# Material for this exercise
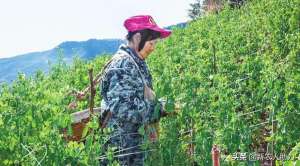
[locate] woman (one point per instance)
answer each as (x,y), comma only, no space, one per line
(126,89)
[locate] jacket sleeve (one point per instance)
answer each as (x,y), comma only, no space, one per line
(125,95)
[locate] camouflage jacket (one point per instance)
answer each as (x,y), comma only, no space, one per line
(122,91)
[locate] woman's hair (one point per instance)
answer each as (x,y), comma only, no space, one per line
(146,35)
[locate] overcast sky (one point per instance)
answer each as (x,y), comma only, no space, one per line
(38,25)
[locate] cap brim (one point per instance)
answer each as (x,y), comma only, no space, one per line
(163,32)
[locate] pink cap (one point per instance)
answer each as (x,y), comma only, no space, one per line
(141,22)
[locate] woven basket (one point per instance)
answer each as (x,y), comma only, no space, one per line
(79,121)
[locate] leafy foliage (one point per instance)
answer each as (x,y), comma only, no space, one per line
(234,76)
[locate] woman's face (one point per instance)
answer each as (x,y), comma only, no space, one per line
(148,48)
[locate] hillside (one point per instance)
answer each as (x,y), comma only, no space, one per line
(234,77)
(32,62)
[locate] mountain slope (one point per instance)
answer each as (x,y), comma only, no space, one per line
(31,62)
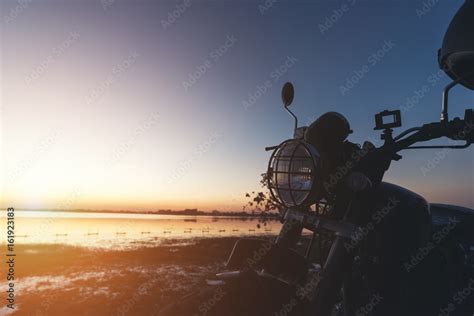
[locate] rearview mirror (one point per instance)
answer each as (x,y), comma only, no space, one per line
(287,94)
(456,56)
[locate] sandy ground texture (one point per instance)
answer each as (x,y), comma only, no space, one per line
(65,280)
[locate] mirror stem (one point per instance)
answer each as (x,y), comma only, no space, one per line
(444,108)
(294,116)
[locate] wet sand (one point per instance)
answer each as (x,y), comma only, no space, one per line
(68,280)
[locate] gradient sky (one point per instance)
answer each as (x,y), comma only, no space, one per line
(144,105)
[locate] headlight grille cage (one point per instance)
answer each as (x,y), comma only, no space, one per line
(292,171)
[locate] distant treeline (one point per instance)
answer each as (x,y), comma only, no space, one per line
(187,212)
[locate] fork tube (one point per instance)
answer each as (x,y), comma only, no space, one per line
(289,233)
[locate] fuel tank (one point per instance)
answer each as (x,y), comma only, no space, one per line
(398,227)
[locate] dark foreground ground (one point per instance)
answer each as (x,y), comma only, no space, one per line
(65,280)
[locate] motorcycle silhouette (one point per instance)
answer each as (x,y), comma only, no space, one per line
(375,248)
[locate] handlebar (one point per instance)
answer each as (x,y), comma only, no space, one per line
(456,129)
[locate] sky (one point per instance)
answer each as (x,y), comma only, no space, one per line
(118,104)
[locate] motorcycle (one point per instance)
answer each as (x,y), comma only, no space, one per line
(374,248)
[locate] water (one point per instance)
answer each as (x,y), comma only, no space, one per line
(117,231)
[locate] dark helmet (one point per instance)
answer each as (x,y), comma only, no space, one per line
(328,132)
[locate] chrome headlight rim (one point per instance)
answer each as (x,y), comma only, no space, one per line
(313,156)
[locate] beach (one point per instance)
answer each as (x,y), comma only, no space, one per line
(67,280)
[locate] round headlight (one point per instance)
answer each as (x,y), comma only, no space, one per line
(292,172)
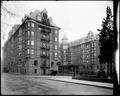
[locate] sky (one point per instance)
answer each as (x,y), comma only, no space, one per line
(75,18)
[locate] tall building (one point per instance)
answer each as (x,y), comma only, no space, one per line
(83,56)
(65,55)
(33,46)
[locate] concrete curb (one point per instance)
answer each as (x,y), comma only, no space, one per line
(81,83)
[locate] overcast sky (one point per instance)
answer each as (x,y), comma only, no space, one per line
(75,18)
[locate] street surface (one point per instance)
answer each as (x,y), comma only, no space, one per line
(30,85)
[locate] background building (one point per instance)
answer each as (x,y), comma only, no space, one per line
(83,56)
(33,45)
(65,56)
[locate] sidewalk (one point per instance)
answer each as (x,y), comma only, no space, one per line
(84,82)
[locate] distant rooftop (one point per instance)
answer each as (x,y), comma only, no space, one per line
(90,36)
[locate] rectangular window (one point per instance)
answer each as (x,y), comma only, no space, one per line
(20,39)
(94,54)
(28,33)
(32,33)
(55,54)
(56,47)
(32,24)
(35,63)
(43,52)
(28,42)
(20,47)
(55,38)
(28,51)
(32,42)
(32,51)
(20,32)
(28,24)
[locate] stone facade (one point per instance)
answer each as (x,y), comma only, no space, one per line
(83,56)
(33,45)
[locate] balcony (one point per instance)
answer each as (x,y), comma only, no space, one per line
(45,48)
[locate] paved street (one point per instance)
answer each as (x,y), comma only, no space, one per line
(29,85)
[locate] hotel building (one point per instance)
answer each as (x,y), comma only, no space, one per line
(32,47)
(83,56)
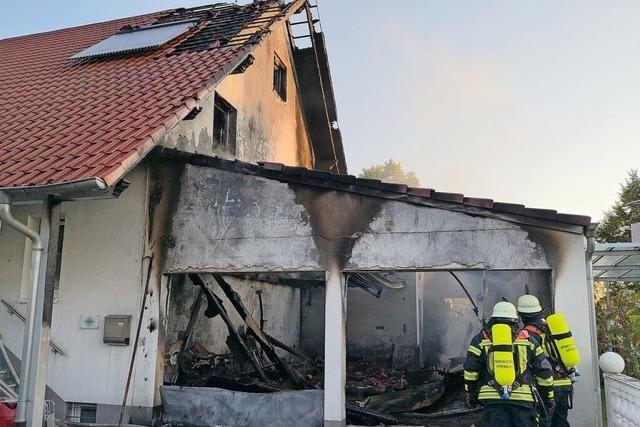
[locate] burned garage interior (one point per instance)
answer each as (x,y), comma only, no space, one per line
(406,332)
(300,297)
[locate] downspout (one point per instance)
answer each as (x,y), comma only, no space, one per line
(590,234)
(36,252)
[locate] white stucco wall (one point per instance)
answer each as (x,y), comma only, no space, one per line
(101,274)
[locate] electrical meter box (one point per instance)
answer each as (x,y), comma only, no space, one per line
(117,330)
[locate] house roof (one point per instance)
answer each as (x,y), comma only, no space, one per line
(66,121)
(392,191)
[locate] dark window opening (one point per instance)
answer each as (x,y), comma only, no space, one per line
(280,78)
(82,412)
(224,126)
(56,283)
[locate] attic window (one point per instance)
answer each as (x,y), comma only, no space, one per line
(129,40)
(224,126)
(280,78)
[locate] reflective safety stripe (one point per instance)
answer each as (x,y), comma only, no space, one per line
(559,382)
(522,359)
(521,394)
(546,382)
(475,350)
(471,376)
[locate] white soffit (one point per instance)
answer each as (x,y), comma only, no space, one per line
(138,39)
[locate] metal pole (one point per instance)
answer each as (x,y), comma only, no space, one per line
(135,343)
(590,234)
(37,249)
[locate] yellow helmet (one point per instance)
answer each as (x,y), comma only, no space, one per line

# Problem details
Set down only these lines, exactly: the line containing "[locate] downspout (one point per instance)" and each line after it, through the end of the listing.

# Answer to the task
[locate] downspout (one point per instance)
answer each as (x,y), comma only, no space, one per line
(590,234)
(36,252)
[locate] white stucco wall (one point per instance)
answer each as (x,y), comma only, no space, one per line
(101,274)
[locate] electrical meter box (one point per instance)
answer each as (x,y), comma only, no space, one per line
(117,330)
[locate] house roof (one point per instance)
answer each as (x,y), comma only, no space, one per line
(66,121)
(392,191)
[locate] dark window opening (one point per instance)
answer each as (x,y), comma only, no space, one per line
(280,78)
(82,412)
(224,126)
(56,283)
[locate] attic window (one point per instance)
answer each as (x,y), comma only, no space, one per line
(129,40)
(224,126)
(280,78)
[locate] reflective safety stripe (one point per instance)
answer each as (x,y), comma only, no space, one per line
(559,382)
(522,359)
(521,394)
(546,382)
(475,350)
(471,376)
[locate] white soffit (one point per instance)
answer each as (x,y), comma only, no space, one per line
(138,39)
[locate] metal pole (one point per instance)
answer each as (x,y), comma only, no space, one per line
(135,343)
(590,234)
(37,249)
[locate] yellow helmet (one point per instance)
answer each as (x,y), comma only, no space, one per line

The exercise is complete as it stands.